## [Assigned task]
Below are the records; copy every line in them that holds the string "hand".

## [Data for review]
BEGIN

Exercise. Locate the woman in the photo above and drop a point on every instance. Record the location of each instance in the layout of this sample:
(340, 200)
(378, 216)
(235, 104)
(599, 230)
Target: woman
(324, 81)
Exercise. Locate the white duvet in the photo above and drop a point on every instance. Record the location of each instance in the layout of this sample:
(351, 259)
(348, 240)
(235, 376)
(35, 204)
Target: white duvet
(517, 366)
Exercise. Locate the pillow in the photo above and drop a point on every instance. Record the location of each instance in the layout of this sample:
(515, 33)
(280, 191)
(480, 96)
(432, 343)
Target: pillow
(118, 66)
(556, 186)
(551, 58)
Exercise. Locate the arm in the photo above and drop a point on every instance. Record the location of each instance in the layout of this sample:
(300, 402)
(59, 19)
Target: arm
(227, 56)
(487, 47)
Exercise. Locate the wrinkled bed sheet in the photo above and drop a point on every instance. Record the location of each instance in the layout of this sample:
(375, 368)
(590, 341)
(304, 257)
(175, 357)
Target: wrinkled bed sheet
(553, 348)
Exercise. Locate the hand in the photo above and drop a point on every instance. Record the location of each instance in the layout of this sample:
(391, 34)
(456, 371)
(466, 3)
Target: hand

END

## [Written answer]
Exercise. Locate the hand in the photo above and drop a point on every instance. Record the location of each instance in the layout of this sample:
Target: hand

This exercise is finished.